--- Raw data ---

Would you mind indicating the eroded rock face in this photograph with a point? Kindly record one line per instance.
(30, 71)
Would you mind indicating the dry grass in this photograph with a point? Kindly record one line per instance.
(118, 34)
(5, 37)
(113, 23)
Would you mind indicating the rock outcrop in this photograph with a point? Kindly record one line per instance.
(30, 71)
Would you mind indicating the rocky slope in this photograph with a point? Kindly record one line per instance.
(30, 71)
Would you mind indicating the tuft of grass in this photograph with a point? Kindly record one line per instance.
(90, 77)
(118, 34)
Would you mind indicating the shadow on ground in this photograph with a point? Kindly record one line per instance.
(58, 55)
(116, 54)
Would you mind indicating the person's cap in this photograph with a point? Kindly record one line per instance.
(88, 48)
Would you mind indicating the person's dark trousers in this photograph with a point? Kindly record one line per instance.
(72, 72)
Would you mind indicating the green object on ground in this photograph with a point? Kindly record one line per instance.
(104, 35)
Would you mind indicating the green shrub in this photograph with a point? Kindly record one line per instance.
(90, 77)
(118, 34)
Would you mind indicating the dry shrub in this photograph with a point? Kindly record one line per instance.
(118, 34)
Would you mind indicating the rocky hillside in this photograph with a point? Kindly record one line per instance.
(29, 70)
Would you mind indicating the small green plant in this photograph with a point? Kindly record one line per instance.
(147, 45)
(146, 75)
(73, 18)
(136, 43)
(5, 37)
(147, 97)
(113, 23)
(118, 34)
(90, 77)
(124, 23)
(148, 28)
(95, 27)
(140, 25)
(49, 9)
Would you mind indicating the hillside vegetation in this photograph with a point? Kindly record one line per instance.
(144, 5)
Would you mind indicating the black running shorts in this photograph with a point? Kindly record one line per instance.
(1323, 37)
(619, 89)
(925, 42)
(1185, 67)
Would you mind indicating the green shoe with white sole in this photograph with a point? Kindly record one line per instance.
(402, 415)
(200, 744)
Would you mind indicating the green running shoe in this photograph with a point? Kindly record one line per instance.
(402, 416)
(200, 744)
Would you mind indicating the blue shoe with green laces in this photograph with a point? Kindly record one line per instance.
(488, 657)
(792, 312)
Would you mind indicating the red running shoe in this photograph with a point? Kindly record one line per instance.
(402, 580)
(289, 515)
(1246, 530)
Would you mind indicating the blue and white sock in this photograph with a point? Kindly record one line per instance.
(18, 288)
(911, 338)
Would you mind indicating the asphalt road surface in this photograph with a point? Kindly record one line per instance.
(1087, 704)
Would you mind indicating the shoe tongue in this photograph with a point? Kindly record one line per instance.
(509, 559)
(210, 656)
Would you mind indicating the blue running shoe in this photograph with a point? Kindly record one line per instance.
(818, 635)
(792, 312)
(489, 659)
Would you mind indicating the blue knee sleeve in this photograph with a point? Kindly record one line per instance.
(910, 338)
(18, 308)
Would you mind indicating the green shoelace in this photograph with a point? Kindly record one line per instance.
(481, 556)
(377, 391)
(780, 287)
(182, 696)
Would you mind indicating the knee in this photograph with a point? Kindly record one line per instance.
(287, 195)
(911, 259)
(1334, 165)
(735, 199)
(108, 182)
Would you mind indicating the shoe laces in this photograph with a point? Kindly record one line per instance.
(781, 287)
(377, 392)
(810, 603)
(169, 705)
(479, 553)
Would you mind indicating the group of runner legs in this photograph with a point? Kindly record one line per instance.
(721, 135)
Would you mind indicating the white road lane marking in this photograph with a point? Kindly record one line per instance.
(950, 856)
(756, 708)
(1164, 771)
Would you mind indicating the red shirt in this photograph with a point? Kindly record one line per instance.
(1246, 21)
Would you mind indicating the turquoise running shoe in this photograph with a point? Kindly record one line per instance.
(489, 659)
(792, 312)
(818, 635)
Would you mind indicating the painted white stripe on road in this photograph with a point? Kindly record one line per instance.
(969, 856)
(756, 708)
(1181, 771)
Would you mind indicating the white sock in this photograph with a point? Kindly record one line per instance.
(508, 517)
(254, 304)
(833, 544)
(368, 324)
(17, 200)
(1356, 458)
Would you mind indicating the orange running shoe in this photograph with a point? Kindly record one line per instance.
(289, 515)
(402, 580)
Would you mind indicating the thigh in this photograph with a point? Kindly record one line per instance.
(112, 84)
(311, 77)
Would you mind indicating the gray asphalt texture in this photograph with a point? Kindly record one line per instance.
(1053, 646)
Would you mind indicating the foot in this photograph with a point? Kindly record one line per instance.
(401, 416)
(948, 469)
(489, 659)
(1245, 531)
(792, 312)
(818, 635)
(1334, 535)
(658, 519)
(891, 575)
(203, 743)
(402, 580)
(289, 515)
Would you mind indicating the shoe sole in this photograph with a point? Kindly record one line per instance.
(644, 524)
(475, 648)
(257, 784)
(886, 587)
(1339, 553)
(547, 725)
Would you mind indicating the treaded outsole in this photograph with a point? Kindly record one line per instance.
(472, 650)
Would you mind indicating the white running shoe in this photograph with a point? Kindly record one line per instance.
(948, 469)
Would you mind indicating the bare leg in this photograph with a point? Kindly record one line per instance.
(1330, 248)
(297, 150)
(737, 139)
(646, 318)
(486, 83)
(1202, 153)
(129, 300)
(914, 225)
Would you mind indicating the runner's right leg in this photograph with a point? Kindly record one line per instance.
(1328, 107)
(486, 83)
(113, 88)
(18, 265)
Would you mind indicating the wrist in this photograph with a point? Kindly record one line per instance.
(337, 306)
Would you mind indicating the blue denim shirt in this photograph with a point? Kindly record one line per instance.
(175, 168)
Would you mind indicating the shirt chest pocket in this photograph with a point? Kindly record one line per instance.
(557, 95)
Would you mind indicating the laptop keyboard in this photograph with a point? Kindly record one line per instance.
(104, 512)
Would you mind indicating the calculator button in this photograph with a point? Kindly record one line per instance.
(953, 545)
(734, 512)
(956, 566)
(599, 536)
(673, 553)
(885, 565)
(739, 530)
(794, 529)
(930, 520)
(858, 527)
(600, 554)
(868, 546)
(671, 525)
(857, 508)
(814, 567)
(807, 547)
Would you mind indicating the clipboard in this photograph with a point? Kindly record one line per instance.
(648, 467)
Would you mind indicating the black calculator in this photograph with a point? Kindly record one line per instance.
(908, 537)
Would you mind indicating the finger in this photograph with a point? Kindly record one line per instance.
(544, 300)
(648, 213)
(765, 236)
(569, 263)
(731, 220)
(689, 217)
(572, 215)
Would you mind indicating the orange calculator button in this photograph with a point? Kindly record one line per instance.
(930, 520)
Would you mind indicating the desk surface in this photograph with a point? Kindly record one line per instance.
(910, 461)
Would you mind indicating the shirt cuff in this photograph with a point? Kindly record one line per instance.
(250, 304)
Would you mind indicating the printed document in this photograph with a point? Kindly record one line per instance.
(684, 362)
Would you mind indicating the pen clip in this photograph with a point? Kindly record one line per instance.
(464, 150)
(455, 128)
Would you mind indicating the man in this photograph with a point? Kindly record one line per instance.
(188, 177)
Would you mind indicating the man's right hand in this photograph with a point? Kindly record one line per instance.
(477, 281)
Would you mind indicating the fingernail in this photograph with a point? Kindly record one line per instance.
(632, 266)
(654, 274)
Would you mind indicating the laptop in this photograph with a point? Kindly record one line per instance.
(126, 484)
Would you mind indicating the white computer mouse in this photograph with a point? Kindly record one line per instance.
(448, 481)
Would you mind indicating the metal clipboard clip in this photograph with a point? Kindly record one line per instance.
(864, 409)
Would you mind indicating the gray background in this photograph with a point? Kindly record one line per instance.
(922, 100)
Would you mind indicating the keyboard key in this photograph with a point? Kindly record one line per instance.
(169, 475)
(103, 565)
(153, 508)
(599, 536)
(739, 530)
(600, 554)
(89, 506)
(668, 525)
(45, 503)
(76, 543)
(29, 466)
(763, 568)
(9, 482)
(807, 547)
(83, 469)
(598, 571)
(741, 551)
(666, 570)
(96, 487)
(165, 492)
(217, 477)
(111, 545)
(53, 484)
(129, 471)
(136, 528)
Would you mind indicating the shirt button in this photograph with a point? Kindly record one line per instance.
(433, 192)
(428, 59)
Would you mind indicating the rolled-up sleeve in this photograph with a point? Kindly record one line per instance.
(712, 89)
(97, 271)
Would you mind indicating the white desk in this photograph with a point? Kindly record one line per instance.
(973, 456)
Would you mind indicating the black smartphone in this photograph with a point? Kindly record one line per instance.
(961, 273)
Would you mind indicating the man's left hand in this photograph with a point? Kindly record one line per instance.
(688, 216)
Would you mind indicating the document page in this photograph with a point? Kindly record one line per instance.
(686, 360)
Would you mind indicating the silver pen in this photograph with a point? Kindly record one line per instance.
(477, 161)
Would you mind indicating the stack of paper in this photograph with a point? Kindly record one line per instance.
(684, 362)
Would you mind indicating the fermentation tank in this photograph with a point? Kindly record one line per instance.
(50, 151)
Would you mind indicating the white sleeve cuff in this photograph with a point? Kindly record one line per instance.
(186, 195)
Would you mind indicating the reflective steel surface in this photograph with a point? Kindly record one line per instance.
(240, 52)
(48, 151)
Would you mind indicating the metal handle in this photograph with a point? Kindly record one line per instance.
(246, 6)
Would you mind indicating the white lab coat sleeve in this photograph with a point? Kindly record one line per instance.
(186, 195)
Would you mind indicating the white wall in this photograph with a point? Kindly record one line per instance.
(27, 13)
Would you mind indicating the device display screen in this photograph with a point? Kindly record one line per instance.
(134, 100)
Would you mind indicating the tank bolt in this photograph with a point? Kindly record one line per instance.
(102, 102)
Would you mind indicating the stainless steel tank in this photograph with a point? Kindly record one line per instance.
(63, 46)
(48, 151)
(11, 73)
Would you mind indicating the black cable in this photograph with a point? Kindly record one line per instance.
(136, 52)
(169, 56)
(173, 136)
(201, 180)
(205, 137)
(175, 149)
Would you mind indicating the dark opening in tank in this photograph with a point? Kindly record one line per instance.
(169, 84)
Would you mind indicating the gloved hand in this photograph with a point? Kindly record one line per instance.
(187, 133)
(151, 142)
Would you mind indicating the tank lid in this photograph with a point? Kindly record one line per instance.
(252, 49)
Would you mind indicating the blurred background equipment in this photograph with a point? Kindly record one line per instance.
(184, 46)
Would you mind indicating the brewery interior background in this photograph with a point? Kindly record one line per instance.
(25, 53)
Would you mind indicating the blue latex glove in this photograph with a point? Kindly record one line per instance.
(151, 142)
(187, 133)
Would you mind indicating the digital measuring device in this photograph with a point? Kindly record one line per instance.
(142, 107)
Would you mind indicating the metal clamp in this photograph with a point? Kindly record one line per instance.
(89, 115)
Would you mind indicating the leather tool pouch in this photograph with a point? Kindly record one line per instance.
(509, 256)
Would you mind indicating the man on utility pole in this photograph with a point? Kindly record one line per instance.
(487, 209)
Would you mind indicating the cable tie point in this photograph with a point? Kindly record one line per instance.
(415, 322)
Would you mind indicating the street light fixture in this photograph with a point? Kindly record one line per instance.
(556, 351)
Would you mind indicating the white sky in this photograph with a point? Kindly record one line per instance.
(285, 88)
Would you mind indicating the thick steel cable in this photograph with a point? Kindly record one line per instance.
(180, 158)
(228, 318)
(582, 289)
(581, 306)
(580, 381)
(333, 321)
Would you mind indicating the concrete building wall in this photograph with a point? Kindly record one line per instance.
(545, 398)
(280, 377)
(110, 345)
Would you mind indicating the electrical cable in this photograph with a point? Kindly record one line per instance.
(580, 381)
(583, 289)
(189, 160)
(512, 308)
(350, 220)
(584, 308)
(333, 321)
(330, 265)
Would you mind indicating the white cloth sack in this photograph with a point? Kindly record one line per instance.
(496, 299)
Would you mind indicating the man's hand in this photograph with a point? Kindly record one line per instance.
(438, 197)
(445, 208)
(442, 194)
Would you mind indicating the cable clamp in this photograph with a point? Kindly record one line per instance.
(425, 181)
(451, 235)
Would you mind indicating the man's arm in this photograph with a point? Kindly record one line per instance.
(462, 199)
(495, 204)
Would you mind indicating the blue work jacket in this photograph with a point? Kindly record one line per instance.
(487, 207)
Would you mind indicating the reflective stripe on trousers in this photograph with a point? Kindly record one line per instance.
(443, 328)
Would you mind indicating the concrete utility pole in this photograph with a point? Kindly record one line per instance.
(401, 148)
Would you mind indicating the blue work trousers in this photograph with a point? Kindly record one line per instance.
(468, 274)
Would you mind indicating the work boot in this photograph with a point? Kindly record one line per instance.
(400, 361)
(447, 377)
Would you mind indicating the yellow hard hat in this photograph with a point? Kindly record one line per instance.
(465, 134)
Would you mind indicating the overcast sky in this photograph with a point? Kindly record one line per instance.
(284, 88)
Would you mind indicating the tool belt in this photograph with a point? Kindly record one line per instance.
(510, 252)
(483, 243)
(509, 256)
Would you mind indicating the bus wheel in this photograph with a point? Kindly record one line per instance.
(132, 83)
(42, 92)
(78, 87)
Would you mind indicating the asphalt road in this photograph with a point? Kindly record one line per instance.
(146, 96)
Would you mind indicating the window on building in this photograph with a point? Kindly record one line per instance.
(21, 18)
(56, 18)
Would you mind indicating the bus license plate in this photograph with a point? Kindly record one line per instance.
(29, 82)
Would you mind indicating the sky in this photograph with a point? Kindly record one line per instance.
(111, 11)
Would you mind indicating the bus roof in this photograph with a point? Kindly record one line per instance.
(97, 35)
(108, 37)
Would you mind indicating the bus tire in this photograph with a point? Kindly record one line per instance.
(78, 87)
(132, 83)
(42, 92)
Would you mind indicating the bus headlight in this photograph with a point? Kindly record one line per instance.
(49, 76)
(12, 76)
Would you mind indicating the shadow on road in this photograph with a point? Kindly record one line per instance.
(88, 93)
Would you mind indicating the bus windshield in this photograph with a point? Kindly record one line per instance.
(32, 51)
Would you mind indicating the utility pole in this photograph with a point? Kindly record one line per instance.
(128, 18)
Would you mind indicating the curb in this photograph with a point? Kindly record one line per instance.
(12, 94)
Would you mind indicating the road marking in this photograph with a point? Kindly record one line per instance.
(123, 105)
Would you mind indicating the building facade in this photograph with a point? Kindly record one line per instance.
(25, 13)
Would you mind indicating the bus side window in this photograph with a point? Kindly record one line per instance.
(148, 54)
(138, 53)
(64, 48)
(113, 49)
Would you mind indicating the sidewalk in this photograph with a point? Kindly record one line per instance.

---

# Task statement
Scale the rows above, from the line holding "Would you mind indicating the green shoelace" through the line holding "(1164, 771)", inclusive, and reproduce every line in that range, requests included. Multiply each point coordinate by 1.75 and round to the nearest whole number, with halves rounded up.

# Task result
Would you mind indicating the green shoelace in this photograph with a point? Kindly record one line per instance.
(842, 973)
(660, 684)
(1365, 502)
(319, 1218)
Would you mind indicating the knee in this photograph with a point? Kindly record one line per instance.
(502, 341)
(1594, 453)
(2335, 289)
(1286, 348)
(189, 319)
Would you mind indicating the shoe laces in this photograph with a point? Kindly record one line per instance.
(1367, 502)
(660, 686)
(1418, 1055)
(296, 1234)
(838, 968)
Would you mind indicating the group of runner legs in this photograph with a point? Kindly record one line per instance.
(1262, 236)
Would you mind indicating the white road lane marking in this photograph with a point? Kindly record one line per instance.
(1663, 1498)
(1323, 1239)
(2037, 1349)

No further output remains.